■ Instructions for the task: Extract all of the entries and give them again, word for word.

■ Data rows:
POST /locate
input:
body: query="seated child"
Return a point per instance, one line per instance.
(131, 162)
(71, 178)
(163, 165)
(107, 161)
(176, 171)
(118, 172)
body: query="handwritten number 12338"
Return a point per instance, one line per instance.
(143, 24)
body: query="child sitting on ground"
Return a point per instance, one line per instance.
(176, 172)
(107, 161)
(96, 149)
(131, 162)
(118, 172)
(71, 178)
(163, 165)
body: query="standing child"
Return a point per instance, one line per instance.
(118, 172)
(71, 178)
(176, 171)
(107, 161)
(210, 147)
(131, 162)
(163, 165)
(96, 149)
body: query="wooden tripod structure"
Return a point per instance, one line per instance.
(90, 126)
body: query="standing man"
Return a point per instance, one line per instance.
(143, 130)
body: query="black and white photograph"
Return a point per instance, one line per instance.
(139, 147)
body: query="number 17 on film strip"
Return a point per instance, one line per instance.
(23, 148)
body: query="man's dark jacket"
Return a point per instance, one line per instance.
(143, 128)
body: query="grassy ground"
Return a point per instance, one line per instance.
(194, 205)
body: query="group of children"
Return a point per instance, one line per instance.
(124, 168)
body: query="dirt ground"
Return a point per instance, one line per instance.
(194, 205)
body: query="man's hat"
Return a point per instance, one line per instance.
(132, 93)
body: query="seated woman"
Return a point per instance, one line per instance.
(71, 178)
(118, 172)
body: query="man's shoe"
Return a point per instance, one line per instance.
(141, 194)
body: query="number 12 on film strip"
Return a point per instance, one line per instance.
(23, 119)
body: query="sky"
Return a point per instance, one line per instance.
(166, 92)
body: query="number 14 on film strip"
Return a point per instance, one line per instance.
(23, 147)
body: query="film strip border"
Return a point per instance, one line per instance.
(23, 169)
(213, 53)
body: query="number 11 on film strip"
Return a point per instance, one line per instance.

■ Finished exercise:
POST /locate
input:
body: query="seated child"
Return a point per instance, one line per instance.
(131, 162)
(71, 178)
(163, 165)
(107, 161)
(176, 171)
(118, 172)
body: query="handwritten number 12338"
Return a point per instance, one line per instance.
(143, 24)
body: query="child sitting on ground"
Return a point per instance, one line per instance.
(176, 172)
(107, 161)
(96, 149)
(131, 162)
(118, 172)
(71, 178)
(163, 165)
body: query="standing child"
Return a point per instance, one line per instance.
(118, 172)
(71, 178)
(176, 171)
(107, 161)
(210, 147)
(131, 162)
(163, 165)
(96, 149)
body: query="wooden tripod structure"
Return a point per instance, one line per instance.
(90, 126)
body: query="standing man"
Return a point per instance, one line per instance.
(143, 130)
body: query="black and white photograph"
Return a point per instance, one line per instance.
(139, 147)
body: query="number 17 on film strip"
Return a point per instance, one line per instance.
(23, 148)
body: query="man's dark jacket"
Return a point per instance, one line per instance.
(143, 128)
body: query="grassy ground"
Return a point per instance, one line per instance.
(194, 205)
body: query="group of children"
Return a point per instance, one line per instance.
(124, 168)
body: query="dirt ground"
Return a point per instance, one line per instance.
(194, 205)
body: query="man's hat"
Return a point per instance, one line per instance.
(132, 93)
body: query="seated woman"
Return a point per instance, one line per instance.
(71, 178)
(118, 172)
body: query="man's shoe"
Return a point per instance, one line per instance.
(141, 194)
body: query="number 12 on film strip"
Return a point per instance, one line per instance.
(23, 119)
body: query="sky"
Return a point per instance, one line per instance.
(166, 92)
body: query="number 14 on film strip"
Return a point per instance, one line per instance.
(23, 147)
body: query="film strip border"
Return a point per instance, one line per instance.
(23, 169)
(213, 53)
body: query="number 11 on film strip"
Return a point per instance, one line per instance.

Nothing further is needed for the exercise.